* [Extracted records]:

_ _ _ _ _

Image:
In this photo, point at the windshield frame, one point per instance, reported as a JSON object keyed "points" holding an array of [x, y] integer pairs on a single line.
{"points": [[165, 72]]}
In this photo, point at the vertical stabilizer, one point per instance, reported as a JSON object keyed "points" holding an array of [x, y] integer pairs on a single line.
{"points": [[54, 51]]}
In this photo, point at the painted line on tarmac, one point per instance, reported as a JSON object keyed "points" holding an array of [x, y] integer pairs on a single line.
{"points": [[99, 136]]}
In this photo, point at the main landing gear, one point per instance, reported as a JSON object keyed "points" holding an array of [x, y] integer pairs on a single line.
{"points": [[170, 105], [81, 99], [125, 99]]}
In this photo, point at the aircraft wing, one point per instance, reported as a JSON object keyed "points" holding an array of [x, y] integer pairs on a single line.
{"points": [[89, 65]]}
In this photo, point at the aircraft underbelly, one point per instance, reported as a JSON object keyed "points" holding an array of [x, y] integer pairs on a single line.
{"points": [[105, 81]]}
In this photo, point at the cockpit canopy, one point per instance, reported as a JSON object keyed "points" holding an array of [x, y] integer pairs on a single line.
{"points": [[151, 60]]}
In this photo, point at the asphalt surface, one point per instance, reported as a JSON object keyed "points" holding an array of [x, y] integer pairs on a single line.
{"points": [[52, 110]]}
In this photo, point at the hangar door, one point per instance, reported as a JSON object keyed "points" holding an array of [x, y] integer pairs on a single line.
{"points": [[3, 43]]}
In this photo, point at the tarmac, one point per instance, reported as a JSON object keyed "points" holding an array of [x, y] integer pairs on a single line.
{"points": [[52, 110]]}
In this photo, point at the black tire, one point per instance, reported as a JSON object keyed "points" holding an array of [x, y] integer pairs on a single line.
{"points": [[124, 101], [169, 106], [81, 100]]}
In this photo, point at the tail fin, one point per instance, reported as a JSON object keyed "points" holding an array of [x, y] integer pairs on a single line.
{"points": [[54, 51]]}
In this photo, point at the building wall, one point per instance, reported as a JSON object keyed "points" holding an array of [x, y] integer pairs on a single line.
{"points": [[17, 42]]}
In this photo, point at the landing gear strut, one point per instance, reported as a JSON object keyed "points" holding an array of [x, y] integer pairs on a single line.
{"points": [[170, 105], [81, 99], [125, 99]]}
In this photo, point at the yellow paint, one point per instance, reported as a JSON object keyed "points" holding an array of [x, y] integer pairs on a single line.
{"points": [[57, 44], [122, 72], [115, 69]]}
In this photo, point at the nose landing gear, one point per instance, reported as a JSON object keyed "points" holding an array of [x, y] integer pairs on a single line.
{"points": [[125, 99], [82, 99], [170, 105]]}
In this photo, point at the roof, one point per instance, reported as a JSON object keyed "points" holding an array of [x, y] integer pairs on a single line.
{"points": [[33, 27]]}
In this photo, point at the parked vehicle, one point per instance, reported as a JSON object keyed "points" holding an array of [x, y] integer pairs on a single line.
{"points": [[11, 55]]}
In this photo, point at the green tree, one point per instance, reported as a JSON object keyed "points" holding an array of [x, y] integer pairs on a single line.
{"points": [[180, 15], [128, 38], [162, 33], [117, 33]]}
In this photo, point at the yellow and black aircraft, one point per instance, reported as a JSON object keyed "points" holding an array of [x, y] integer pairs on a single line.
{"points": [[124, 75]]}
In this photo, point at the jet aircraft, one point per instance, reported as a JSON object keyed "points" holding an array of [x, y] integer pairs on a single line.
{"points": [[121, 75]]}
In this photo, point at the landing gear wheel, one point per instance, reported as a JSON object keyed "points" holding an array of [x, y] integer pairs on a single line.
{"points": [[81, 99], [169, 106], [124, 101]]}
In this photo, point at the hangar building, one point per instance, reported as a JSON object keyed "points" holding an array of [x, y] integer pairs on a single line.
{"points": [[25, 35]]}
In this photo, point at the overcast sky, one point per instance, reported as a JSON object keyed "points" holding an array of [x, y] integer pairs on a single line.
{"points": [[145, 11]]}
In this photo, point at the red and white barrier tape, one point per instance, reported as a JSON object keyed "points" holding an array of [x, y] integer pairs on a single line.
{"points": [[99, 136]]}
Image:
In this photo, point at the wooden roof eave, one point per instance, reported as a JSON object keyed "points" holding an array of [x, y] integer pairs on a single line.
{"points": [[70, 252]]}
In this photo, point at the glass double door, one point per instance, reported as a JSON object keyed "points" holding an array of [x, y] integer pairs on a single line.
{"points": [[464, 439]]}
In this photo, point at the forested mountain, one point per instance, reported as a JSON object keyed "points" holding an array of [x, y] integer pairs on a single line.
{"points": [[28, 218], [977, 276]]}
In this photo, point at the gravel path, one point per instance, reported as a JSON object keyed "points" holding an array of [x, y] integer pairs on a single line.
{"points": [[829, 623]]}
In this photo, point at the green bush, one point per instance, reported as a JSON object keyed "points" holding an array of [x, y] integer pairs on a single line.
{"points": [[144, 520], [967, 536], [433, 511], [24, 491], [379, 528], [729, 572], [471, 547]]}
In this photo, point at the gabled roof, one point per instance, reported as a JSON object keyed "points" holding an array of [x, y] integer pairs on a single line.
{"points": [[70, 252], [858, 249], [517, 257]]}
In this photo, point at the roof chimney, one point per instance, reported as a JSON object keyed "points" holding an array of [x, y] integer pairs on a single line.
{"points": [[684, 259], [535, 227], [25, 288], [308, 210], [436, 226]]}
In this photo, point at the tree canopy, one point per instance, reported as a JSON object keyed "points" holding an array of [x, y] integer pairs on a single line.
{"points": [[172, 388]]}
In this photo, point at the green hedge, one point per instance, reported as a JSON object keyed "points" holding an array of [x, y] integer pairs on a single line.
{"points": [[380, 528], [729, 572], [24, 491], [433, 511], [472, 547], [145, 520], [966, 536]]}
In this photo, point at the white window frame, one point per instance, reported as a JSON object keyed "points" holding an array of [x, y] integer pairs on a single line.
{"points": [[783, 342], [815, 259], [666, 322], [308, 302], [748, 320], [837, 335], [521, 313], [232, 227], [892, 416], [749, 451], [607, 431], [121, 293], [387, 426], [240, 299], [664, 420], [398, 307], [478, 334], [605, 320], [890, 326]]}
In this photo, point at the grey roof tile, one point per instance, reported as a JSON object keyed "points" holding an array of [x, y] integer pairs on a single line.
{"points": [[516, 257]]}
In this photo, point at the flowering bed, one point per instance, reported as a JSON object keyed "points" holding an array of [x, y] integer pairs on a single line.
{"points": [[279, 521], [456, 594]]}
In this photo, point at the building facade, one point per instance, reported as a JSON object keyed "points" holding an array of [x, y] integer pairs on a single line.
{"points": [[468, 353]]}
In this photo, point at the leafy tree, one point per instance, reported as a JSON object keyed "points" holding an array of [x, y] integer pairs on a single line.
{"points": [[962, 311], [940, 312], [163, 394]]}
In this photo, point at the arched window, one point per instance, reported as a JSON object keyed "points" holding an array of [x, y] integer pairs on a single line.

_ _ _ _ _

* [WHAT IS EXPECTED]: Write out the entries above word for word.

* [EXERCISE RESULT]:
Image:
In this photo, point at the windshield frame, one point per instance, reported as a JSON object keyed "points" holding an array of [x, y] integer pairs on a single line.
{"points": [[165, 72]]}
In this photo, point at the vertical stabilizer, one point per instance, reported as a JSON object keyed "points" holding an array of [x, y] integer pairs on a single line.
{"points": [[54, 51]]}
In this photo, point at the painted line on tarmac, one point per instance, reported as a JSON object keyed "points" holding an array of [x, y] integer pairs on a single line.
{"points": [[99, 136]]}
In this photo, point at the main landing gear, one point per instance, reported as a JSON object keyed "points" holding an array of [x, y] integer pairs on a single line.
{"points": [[170, 105], [81, 99], [125, 99]]}
In this photo, point at the aircraft wing, one point per instance, reported as a JSON object keyed "points" holding an array of [x, y] integer pairs on a single line.
{"points": [[89, 65]]}
In this photo, point at the aircraft underbelly, one point per instance, reported as a JSON object keyed "points" holding an array of [x, y] integer pairs on a single line.
{"points": [[105, 81]]}
In this photo, point at the cockpit canopy, one point per instance, reported as a JSON object keyed "points" holding an array of [x, y] integer pairs on a single line.
{"points": [[151, 60]]}
In this photo, point at the asphalt surface, one point per instance, reported as a JSON object keyed "points" holding an array of [x, y] integer pairs on a single line.
{"points": [[52, 110]]}
In this photo, point at the hangar door, one point per instance, reported as a JSON object keyed "points" holding an array of [x, y] integer pairs on a single line.
{"points": [[3, 43]]}
In this photo, point at the tarmac, one point per instance, reported as a JSON object keyed "points" holding an array of [x, y] integer pairs on a single line.
{"points": [[52, 110]]}
In this photo, point at the black tire, one point per instance, reported as a JSON object keyed "points" holding an array of [x, y] integer pairs on a single line.
{"points": [[124, 101], [169, 106], [81, 100]]}
In this photo, point at the tail fin, one point per instance, reported as a JSON object keyed "points" holding an array of [x, y] integer pairs on a single line.
{"points": [[54, 51]]}
In this photo, point at the building wall, one point per instance, reported as a JSON object keyed "points" holding an array of [x, y] integer pairs on a single line.
{"points": [[17, 42]]}
In this photo, point at the landing gear strut, one point per instance, reported as a JSON object keyed "points" holding an array of [x, y] integer pairs on a single line.
{"points": [[170, 105], [81, 99], [125, 99]]}
In this photo, point at the yellow paint, one point per instance, reported as a JSON object keyed "points" holding an array of [x, y] integer pairs on a single line.
{"points": [[57, 44], [122, 72], [115, 69]]}
In this photo, point at the nose landing gear, one point per instance, reported as a JSON object keyed "points" holding an array of [x, y] integer pairs on a single line.
{"points": [[125, 99], [82, 99], [170, 105]]}
In this photo, point at the roof, one point per instance, reported as a JSON object keyed "points" holding an array of [x, y] integer pairs on a single line.
{"points": [[33, 27]]}
In this photo, point at the parked vehicle, one point per instance, reported as a JSON object keyed "points" holding an array of [x, y] integer pairs on a single line.
{"points": [[11, 55]]}
In this photo, point at the green tree, one point per instance, reported as a JSON object keyed "points" holding an array of [x, y] integer pairs on a single line.
{"points": [[180, 15], [128, 38], [162, 33], [117, 33]]}
In this photo, point at the yellow and black aircraft, one point per instance, reported as a JSON object keyed "points" holding an array of [x, y] integer pairs on a single line.
{"points": [[124, 75]]}
In this photo, point at the jet aircraft, one point per instance, reported as a JSON object keyed "points" holding an array of [x, y] integer pairs on a single line.
{"points": [[121, 75]]}
In this photo, point at the landing gear wheel, one point per instance, reported as a JSON object keyed "points" holding an array of [x, y] integer pairs on a single line.
{"points": [[81, 99], [169, 106], [124, 101]]}
In this photo, point at the hangar building, one point per instance, reported as a JSON object keyed "points" holding an array of [x, y] integer pairs on a single line.
{"points": [[25, 35]]}
In this photo, point at the overcast sky, one point per instance, reported as a JSON object keyed "points" holding an array of [x, y] integer pairs on a single line.
{"points": [[145, 11]]}
In this photo, point at the red and white barrier tape, one point per instance, reported as a JSON object keyed "points" holding an array of [x, y] integer pairs on a single line.
{"points": [[99, 136]]}
Image:
In this photo, point at the wooden roof eave, one point per instance, reported as a JSON object keyed "points" holding an array of [x, y] integer pairs on a single line.
{"points": [[70, 252]]}
In this photo, point at the glass double door, one point per instance, reported as a JSON object keyed "points" holding an array of [x, y] integer pairs on a single line.
{"points": [[464, 439]]}
In this photo, point at the forested mountain, one point per instance, reported as a JSON object keyed "points" holding an array of [x, y] integer pairs on a single line.
{"points": [[28, 218], [977, 276]]}
In this photo, point at the gravel path, one point per instance, reported as a JSON object keyed "points" holding an array of [x, y] integer pairs on a single line.
{"points": [[829, 623]]}
In this photo, point at the green bush, one point per instance, reported as a JSON object keyed "points" holding an array of [x, y] integer pairs on a single line.
{"points": [[144, 520], [967, 536], [433, 511], [24, 491], [379, 528], [729, 572], [471, 547]]}
In this photo, point at the gabled roof, one point per instance, reported as a JSON object keyed "points" holding an array of [x, y] integer pairs on a single line.
{"points": [[70, 252], [858, 249], [517, 257]]}
In this photo, point at the roof chimney, one point per instance, reported as a JSON object keyed "points" holding an array of [x, y] integer pairs on a single line.
{"points": [[684, 259], [535, 227], [25, 288], [308, 210], [436, 226]]}
In this photo, point at the tree canopy, one point per instance, reported as a JSON object keyed "points" holding an array of [x, y] integer pairs on a single line.
{"points": [[172, 388]]}
In this photo, point at the green hedge, one point per instance, reported as a JSON object keyed "points" holding an array of [x, y] integer pairs on a single line.
{"points": [[380, 528], [729, 572], [24, 491], [433, 511], [472, 547], [145, 520], [966, 536]]}
In this photo, point at the white window frame, one point per instance, reported as a JSON object keyed "points" holding an array of [x, y] integer pairs on a single line.
{"points": [[783, 342], [815, 259], [666, 322], [308, 302], [748, 320], [837, 335], [521, 313], [232, 227], [892, 416], [749, 451], [607, 431], [121, 293], [387, 426], [240, 299], [664, 420], [398, 307], [478, 334], [605, 320], [890, 326]]}
In this photo, point at the grey roof tile, one point per instance, reported as a JSON object keyed "points" holding an array of [x, y] integer pairs on a single line.
{"points": [[516, 257]]}
In this photo, point at the flowering bed, one point per instance, reported as a JSON object keyed "points" holding an array of [x, y] integer pairs on a single line.
{"points": [[279, 521], [456, 594]]}
In this photo, point at the building facade, one point per instance, reported as a JSON object keyed "points" holding an array of [x, y] integer pairs on a single line.
{"points": [[468, 353]]}
In this photo, point at the leafy tree, one point per instance, reported as a JSON object keyed "points" holding an array of [x, y] integer pairs on a single line.
{"points": [[962, 311], [940, 312], [163, 394]]}
In this photo, point at the arched window, one point per instance, reported as a JSON object keyed "points" holding an array of [x, y] integer pairs on a single line.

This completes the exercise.